PROBLEM TO WORK ON: Arrange every line of the rows below as a numbered list, skipping any blank lines. Leave the pictures out of your answer.

Recorded data:
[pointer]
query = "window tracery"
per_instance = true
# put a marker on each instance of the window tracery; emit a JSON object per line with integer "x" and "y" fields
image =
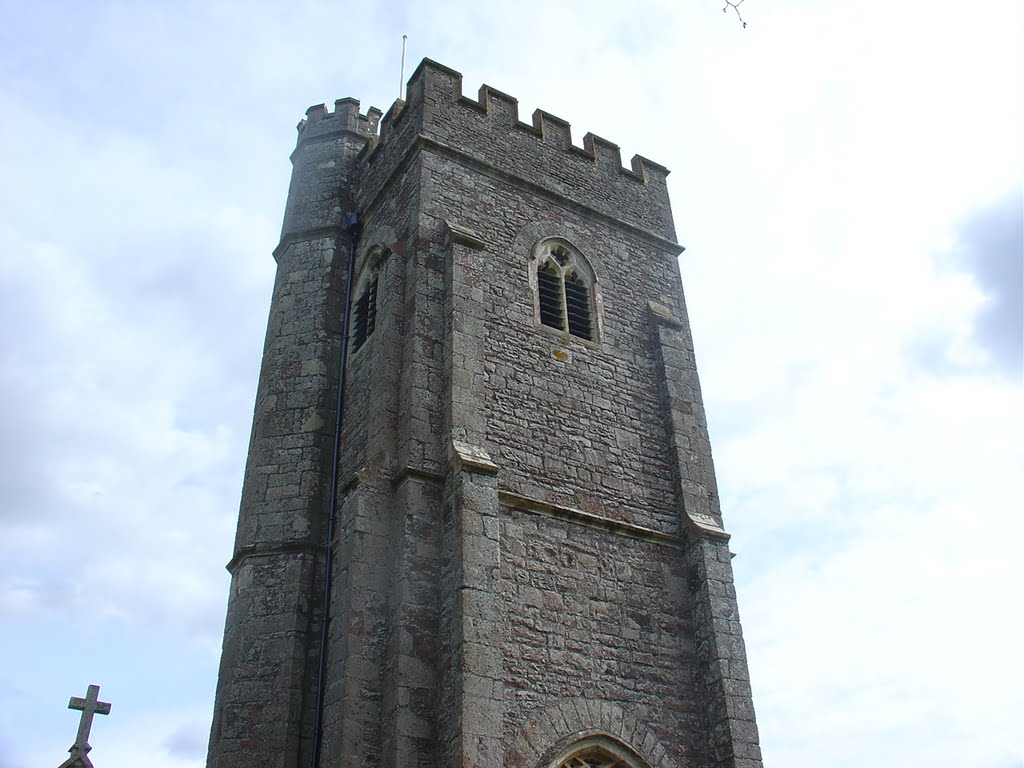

RESULT FOR THIS TASK:
1. [pointer]
2. query = "window tracery"
3. per_instance = true
4. # put a marker on each instance of the window tracery; emit a JSON object per line with integer "x" and "y" fields
5. image =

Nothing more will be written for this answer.